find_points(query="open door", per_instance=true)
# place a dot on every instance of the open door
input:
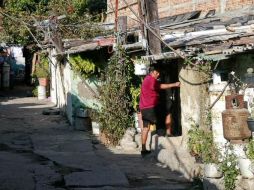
(170, 98)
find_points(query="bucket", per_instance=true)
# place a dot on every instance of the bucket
(41, 92)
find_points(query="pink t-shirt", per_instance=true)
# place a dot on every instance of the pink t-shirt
(149, 96)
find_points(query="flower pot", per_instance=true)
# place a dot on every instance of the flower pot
(245, 167)
(43, 81)
(212, 171)
(95, 128)
(250, 124)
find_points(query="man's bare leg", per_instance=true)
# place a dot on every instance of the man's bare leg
(144, 136)
(168, 123)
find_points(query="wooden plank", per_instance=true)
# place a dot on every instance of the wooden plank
(151, 14)
(122, 30)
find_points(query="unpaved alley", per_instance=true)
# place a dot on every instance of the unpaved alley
(43, 152)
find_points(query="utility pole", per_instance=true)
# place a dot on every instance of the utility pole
(122, 30)
(149, 12)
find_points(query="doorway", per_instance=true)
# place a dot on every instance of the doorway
(170, 98)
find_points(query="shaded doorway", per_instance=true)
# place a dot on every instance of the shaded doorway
(170, 98)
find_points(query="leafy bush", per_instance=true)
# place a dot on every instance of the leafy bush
(250, 150)
(85, 67)
(202, 146)
(115, 99)
(229, 168)
(42, 68)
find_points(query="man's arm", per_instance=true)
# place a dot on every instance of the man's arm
(170, 85)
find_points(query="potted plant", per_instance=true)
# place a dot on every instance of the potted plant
(247, 164)
(210, 156)
(229, 168)
(203, 148)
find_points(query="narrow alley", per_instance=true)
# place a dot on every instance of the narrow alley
(43, 152)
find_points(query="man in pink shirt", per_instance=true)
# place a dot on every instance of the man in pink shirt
(148, 105)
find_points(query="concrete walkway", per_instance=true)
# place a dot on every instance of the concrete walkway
(42, 152)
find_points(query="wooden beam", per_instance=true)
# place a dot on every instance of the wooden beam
(152, 18)
(122, 30)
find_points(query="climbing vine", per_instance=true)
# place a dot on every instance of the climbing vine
(84, 66)
(115, 97)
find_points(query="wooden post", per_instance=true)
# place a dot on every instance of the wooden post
(122, 30)
(151, 15)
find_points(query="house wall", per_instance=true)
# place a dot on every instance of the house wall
(174, 7)
(61, 83)
(194, 98)
(69, 92)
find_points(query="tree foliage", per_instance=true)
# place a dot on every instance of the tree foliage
(115, 99)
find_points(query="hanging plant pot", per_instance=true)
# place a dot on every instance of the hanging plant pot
(250, 122)
(211, 171)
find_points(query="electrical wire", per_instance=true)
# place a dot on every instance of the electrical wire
(180, 54)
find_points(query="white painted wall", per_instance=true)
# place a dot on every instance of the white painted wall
(61, 86)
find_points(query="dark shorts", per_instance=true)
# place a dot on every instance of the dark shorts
(150, 115)
(168, 106)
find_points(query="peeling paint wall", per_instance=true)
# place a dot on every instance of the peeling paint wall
(194, 98)
(84, 92)
(61, 86)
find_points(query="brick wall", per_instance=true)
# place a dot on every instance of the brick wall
(173, 7)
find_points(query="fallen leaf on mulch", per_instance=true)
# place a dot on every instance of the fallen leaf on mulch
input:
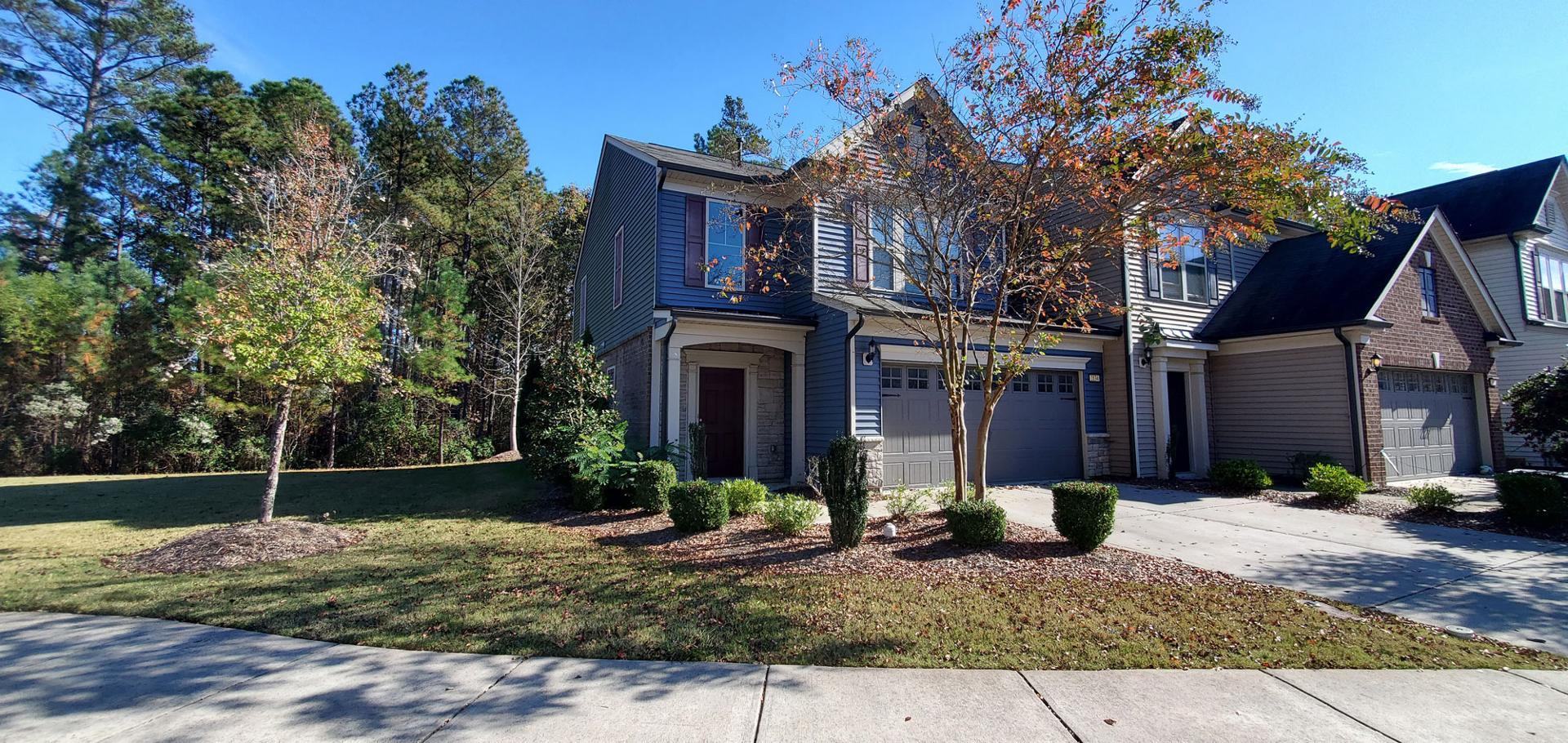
(216, 549)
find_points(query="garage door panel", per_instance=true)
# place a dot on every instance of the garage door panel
(1429, 424)
(1034, 431)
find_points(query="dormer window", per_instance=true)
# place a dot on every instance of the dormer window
(1551, 283)
(1184, 272)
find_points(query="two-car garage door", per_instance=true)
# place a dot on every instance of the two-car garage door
(1034, 433)
(1429, 424)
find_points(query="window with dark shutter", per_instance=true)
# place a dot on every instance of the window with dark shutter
(697, 240)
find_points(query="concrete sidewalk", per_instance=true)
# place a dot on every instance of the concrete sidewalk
(104, 678)
(1504, 586)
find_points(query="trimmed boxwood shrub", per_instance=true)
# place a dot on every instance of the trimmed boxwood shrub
(791, 514)
(1534, 499)
(1084, 513)
(651, 485)
(1432, 497)
(698, 507)
(587, 492)
(1239, 475)
(976, 523)
(744, 496)
(1334, 483)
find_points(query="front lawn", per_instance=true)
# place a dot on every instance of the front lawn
(460, 558)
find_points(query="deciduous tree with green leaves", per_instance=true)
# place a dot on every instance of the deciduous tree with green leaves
(291, 305)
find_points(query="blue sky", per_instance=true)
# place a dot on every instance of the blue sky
(1407, 85)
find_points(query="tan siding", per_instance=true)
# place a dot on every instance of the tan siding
(1271, 405)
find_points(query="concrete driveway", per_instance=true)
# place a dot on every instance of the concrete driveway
(124, 679)
(1504, 586)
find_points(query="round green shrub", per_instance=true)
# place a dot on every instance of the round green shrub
(976, 523)
(791, 514)
(1334, 483)
(587, 492)
(698, 507)
(745, 496)
(651, 485)
(1239, 475)
(1084, 513)
(1534, 499)
(1432, 497)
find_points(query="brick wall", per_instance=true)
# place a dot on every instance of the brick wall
(632, 385)
(1455, 334)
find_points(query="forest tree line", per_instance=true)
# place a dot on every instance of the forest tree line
(107, 247)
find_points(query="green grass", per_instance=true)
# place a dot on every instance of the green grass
(449, 565)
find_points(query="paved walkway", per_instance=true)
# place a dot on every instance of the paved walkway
(1504, 586)
(104, 678)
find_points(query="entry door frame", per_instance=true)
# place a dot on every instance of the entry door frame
(744, 361)
(1194, 363)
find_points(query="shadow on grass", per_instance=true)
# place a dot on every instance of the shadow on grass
(189, 501)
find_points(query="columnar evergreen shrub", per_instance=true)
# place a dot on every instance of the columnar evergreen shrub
(698, 507)
(744, 496)
(1084, 513)
(841, 477)
(1534, 499)
(976, 523)
(651, 485)
(1334, 483)
(1244, 475)
(791, 514)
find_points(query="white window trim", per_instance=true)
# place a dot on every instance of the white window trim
(1211, 292)
(709, 274)
(1544, 311)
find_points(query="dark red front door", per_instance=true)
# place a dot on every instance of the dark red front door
(722, 407)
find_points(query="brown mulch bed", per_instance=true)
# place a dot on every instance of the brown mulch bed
(223, 547)
(1394, 509)
(922, 550)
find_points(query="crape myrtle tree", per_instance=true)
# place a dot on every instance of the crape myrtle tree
(291, 306)
(1051, 136)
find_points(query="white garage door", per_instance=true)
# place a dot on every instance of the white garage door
(1429, 424)
(1034, 433)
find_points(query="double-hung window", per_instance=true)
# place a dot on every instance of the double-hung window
(1429, 291)
(1184, 267)
(1551, 284)
(726, 245)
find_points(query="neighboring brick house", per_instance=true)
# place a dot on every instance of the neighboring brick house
(1382, 361)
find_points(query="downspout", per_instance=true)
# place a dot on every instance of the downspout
(849, 375)
(1133, 398)
(664, 394)
(1518, 270)
(1356, 420)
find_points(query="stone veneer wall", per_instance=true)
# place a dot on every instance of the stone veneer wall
(772, 405)
(634, 378)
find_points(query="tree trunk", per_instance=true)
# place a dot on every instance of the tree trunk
(982, 439)
(332, 436)
(274, 463)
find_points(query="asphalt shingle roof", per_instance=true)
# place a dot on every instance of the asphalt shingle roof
(697, 162)
(1307, 284)
(1490, 204)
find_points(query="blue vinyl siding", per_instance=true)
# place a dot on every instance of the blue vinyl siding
(867, 388)
(623, 198)
(671, 265)
(825, 388)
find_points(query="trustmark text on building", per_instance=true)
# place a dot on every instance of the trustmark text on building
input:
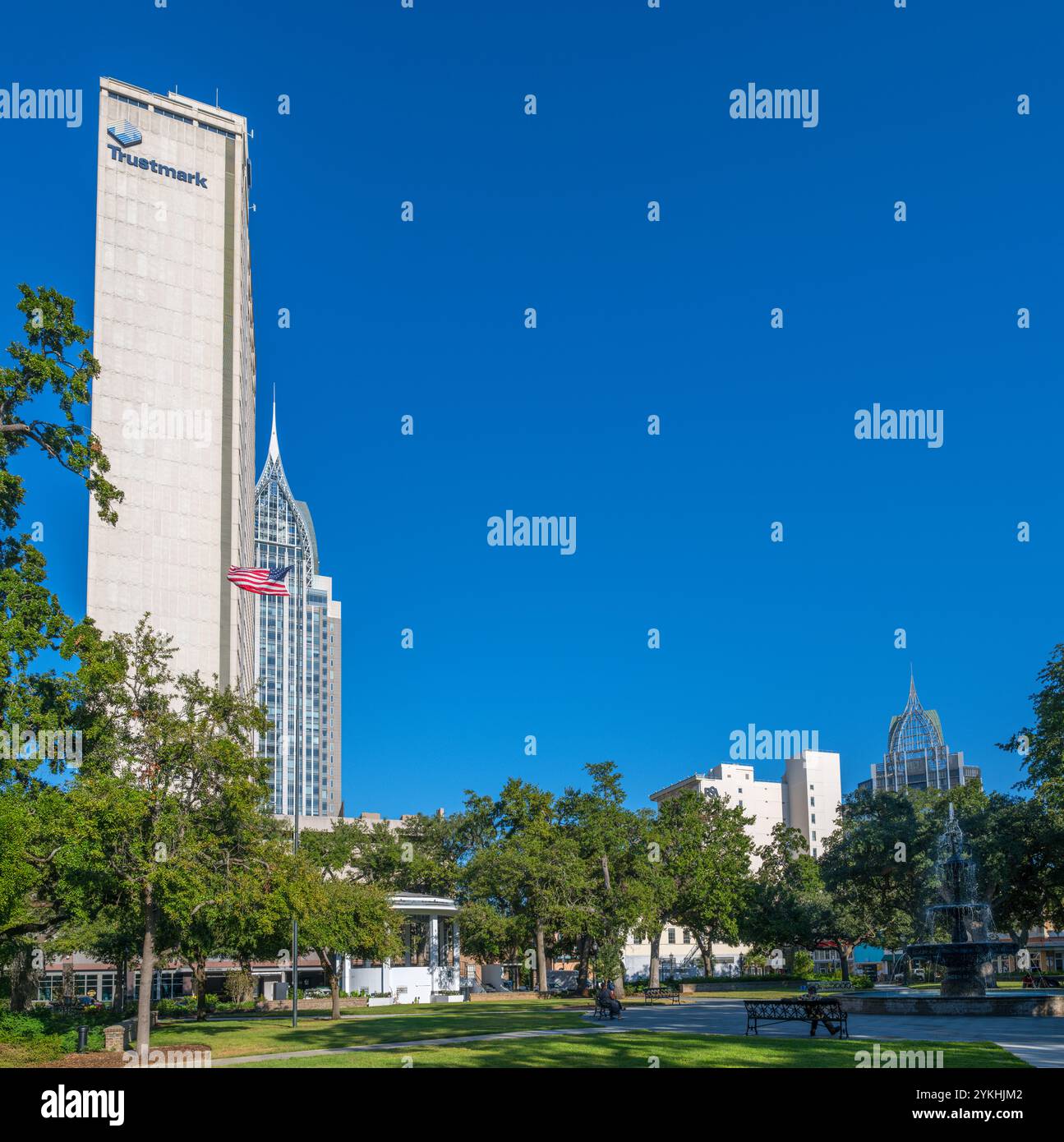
○ ○ ○ ○ ○ ○ ○
TASK STATEMENT: The answer must match the entries above line for line, with the pictures dropped.

COMPLETED EXERCISE:
find_points(query="open door", per_instance=true)
# place a dot on every instance of the open door
input:
(170, 98)
find_points(query="bucket", per_instance=true)
# place a dot on every instance of the bucket
(41, 92)
find_points(query="pink t-shirt", per_instance=true)
# place a dot on every instance of the pink t-shirt
(149, 96)
find_points(query="flower pot", per_instance=true)
# place a dot on every instance of the flower pot
(245, 167)
(43, 81)
(212, 171)
(95, 128)
(250, 124)
find_points(query="man's bare leg", per_instance=true)
# place a dot on every instance of the man's bare leg
(144, 136)
(168, 123)
find_points(query="wooden plank", per_instance=true)
# place a dot on every instance of the wooden plank
(151, 14)
(122, 30)
find_points(query="unpaved alley", per_instance=true)
# place a dot on every instance of the unpaved alley
(43, 152)
find_points(query="utility pole", per_instance=true)
# place a dot on every instance of the utility pole
(122, 30)
(149, 12)
find_points(query="doorway", per_instance=true)
# place a dot on every instance of the doorway
(170, 98)
find_points(query="shaded doorway", per_instance=true)
# place a dot on every instance of the shaded doorway
(170, 98)
find_points(query="leafy bush", per_instance=true)
# place a dot on every instance of the leafy bush
(250, 150)
(85, 67)
(202, 146)
(115, 99)
(229, 168)
(42, 68)
find_points(query="man's arm", per_instance=true)
# place a dot on every instance of the man's arm
(170, 85)
find_points(query="potted plant", per_instance=true)
# place a dot on every instance of the potted plant
(247, 164)
(210, 156)
(229, 168)
(203, 148)
find_points(query="narrow alley", per_instance=true)
# place a dot on every instance of the narrow alley
(43, 152)
find_points(query="man in pink shirt", per_instance=true)
# place a dot on every instance of the man in pink shirt
(148, 105)
find_points(query="concrete walkway", per_instance=true)
# place a dot on every instance of the concrete walkway
(42, 152)
find_points(query="wooden beam", per_instance=true)
# place a dot on every instance of the wooden beam
(152, 18)
(122, 30)
find_points(query="climbing vine", per_instance=true)
# place a dot on every instance of the climbing vine
(84, 66)
(115, 97)
find_points(query="wooden post", per_instance=true)
# place a dot on every instance of the wooden post
(122, 30)
(151, 15)
find_points(query="house wall", per_instance=true)
# place a dot on every instance of the house wall
(174, 7)
(61, 83)
(194, 98)
(69, 92)
find_points(query="tree foliage", per_instance=true)
# place a dot on every instance of the tree foliage
(115, 99)
find_points(query="hanging plant pot", per_instance=true)
# place a dot on every instance of the hanging plant pot
(250, 122)
(211, 171)
find_points(query="electrical wire", per_instance=true)
# place a dot on every instance of the electrical wire
(180, 54)
find_points(query="white painted wall", per_instance=true)
# place a dot on every instance of the white painted wall
(61, 86)
find_points(query="dark shorts", per_instance=true)
# place a dot on every instance of the dark shorts
(150, 115)
(168, 106)
find_points(query="peeling paint wall", per_instance=true)
# place a dot on every instance of the peeling paint wall
(194, 98)
(84, 92)
(61, 86)
find_points(query="brick wall", per_instance=true)
# place a dot on every instance of the brick wall
(173, 7)
find_points(query="fallen leaf on mulch", per_instance=true)
# place a dot on every instance of the fallen leaf on mulch
input:
(216, 549)
find_points(query="garage door panel", per_instance=true)
# place a dot on every instance of the garage door panel
(1429, 424)
(1034, 431)
find_points(query="dormer window", per_instance=true)
# place a dot on every instance of the dormer window
(1551, 283)
(1184, 272)
find_points(query="two-car garage door", per_instance=true)
# place a dot on every instance of the two-car garage door
(1034, 433)
(1429, 424)
find_points(query="window with dark shutter", per_instance=true)
# place a dot on every instance of the window with dark shutter
(697, 240)
find_points(query="concrete sidewalk", per_instance=true)
# place a dot on every instance of the concrete sidewalk
(104, 678)
(1504, 586)
find_points(query="trimmed boxwood shrub", per_instance=true)
# place a dot on every instance of the trimmed boxwood shrub
(791, 514)
(1534, 499)
(1084, 513)
(651, 485)
(1432, 497)
(698, 507)
(587, 492)
(1239, 475)
(976, 523)
(744, 496)
(1334, 483)
find_points(query="front lawn", per_instance=true)
# place a dot on every instance of the front lawn
(460, 558)
find_points(query="deciduous tree with green leaves", per_instance=true)
# place a dot on every instance of the deciduous tree with green leaves
(291, 305)
find_points(query="blue sky", per_instance=true)
# place a dot on every instance of the blue sky
(1407, 85)
find_points(query="tan siding", per_instance=true)
# place a dot on every instance of the tan siding
(1271, 405)
find_points(query="concrete driveway", per_instance=true)
# place a dot on every instance of the concrete driveway
(124, 679)
(1504, 586)
find_points(query="round green shrub", per_instance=true)
# place a dot on every instance of the round green shrub
(976, 523)
(791, 514)
(1334, 483)
(587, 492)
(698, 507)
(745, 496)
(651, 485)
(1239, 475)
(1084, 513)
(1534, 499)
(1432, 497)
find_points(query="brick wall", per_instance=true)
# place a dot on every instance of the brick wall
(632, 385)
(1455, 334)
find_points(query="forest tree line", per_instance=true)
# place a dot on every instance of the forest tree line
(107, 247)
find_points(query="green grass", per_instance=true)
# place a dot on every instance of the green grass
(449, 565)
find_points(query="paved walkway", per_instance=true)
# place a dot on every instance of the paved walkway
(1504, 586)
(104, 678)
find_points(query="entry door frame", per_instance=true)
# place a dot on every instance of the entry door frame
(744, 361)
(1194, 363)
find_points(query="shadow on grass", per_instance=true)
# place a dot on every instance of the shadow on grass
(189, 501)
find_points(query="columnar evergreen shrub", per_instance=true)
# place a dot on every instance of the columnar evergreen shrub
(698, 507)
(744, 496)
(1084, 513)
(841, 477)
(1534, 499)
(976, 523)
(651, 485)
(1334, 483)
(1244, 475)
(791, 514)
find_points(query="white window trim", per_instance=true)
# place a dot on every instance of the white window trim
(1211, 292)
(709, 274)
(1544, 311)
find_points(query="dark red front door", per_instance=true)
# place a dot on every instance of the dark red front door
(722, 407)
find_points(query="brown mulch bed", per_instance=true)
# place a dot on every instance of the brown mulch bed
(223, 547)
(1394, 509)
(922, 550)
find_points(query="crape myrtle tree", per_instance=true)
# place a dot on every instance of the crape myrtle tree
(291, 306)
(1051, 136)
find_points(query="white garage door", per_instance=true)
# place a dot on every instance of the white garage door
(1429, 424)
(1034, 433)
find_points(query="double-hung window", per_instance=true)
# place a dot on every instance of the double-hung window
(1429, 291)
(1184, 267)
(1551, 284)
(726, 245)
find_points(query="neighboring brick house", per_instance=true)
# place a dot on every instance of the neighboring brick house
(1382, 361)
find_points(query="downspout", per_instance=true)
# place a dot on every instance of the downspout
(849, 375)
(1133, 398)
(664, 394)
(1518, 270)
(1356, 420)
find_points(query="stone veneer wall", per_instance=true)
# place a dot on every instance of the stone veneer wall
(772, 405)
(634, 378)
find_points(query="tree trunk", per_instance=true)
# place a dot on every instance of the tree trunk
(982, 439)
(332, 436)
(274, 463)
find_points(query="asphalt shingle roof", per_instance=true)
# place a dot on every instance of the asphalt shingle roof
(697, 162)
(1307, 284)
(1490, 204)
find_points(query="blue vinyl siding", per_instance=true)
# place a dot on every instance of the blue vinyl siding
(867, 388)
(623, 198)
(671, 265)
(825, 388)
find_points(query="trustmark text on building", per_instance=true)
# place a dot on every instance of the trustmark text on building
input:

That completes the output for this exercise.